Prompt
Reproduce every line of the material below word for word, without changing anything.
:: Given records
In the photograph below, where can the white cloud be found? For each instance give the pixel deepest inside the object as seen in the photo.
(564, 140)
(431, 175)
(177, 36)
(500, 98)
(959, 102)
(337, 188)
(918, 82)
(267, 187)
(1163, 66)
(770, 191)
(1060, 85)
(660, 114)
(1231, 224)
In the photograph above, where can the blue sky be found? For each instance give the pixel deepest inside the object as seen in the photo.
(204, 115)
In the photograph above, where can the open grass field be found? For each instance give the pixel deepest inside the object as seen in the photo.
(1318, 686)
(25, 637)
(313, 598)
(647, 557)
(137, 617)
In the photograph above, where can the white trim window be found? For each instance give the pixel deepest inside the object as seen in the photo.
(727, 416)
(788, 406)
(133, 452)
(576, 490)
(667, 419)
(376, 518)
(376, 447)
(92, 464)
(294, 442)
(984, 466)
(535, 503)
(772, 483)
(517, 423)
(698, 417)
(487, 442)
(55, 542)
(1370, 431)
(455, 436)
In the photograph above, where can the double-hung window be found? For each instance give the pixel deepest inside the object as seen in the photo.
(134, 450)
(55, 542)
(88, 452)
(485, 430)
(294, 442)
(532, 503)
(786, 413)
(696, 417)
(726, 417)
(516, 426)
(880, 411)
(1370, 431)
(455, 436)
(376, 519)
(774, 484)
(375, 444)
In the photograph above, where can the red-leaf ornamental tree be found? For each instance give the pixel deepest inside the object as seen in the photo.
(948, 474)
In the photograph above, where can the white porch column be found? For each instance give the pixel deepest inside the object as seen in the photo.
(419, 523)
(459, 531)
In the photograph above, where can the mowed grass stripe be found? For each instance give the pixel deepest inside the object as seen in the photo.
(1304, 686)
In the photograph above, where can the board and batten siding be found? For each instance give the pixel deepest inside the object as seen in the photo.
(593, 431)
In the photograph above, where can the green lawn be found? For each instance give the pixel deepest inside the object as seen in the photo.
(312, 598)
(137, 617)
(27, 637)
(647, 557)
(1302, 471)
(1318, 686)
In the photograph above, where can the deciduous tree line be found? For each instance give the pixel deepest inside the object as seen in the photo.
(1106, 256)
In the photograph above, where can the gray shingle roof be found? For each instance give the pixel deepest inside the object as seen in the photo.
::::
Correct answer
In the photograph below, where can the white cloud be found? For each instance give the pixel deepest inside the object as seen in the photo.
(564, 140)
(431, 175)
(177, 36)
(500, 98)
(959, 102)
(337, 188)
(918, 82)
(267, 187)
(1163, 66)
(770, 191)
(1060, 85)
(660, 114)
(1231, 224)
In the photograph above, where can the blue sky be found? For each instance give the pixel deepest inside the object as seen in the photo.
(204, 115)
In the photograph above, where can the open grass field be found? For each instance give the pixel deepest inside the object as seen in the photo.
(1318, 686)
(25, 637)
(313, 598)
(647, 557)
(137, 617)
In the photograph above, where can the white trim window be found? For each instance give the pixel deepest inside the object as seen in the photo.
(727, 416)
(788, 406)
(133, 452)
(576, 490)
(667, 419)
(376, 518)
(376, 447)
(92, 464)
(294, 442)
(984, 466)
(535, 503)
(772, 483)
(517, 423)
(698, 417)
(487, 442)
(55, 542)
(1370, 431)
(455, 436)
In the photograph above, where can the double-hung window be found? For each instance give the pixel deepest inside the object as seen in the photo.
(134, 450)
(55, 542)
(88, 452)
(485, 430)
(294, 442)
(532, 503)
(786, 413)
(696, 417)
(726, 417)
(516, 426)
(880, 411)
(1370, 431)
(455, 436)
(376, 519)
(774, 484)
(375, 444)
In the photograph above, where can the red-leaf ornamental tree be found? For each instance give the pixel deepest inside the object as seen in the photo.
(948, 474)
In the photograph above, where can the white porch column be found? For each instance give the pixel deepest inside the object as seen in the photo.
(419, 523)
(459, 531)
In the photograph above, where can the mowed grass stripe be found? For each instance give the pixel deepest inside the object as seen in the photo.
(1304, 686)
In the photograph above, where can the board and batten siding be found? For each instance give the pixel deepest inside the object as seen in the photo.
(593, 431)
In the photograph above, where can the green lawn be found? For each instance give the pixel deepest inside the object as seen in the photo.
(312, 598)
(137, 617)
(27, 637)
(647, 557)
(1302, 471)
(1318, 686)
In the photograph above, where can the deciduous tree line be found? For each instance give the pixel deepest inside the object as seen in the photo.
(1106, 256)
In the photograph above, where can the gray shingle roof be found? For each instance give the pixel deepest inside the object as seen in the photo.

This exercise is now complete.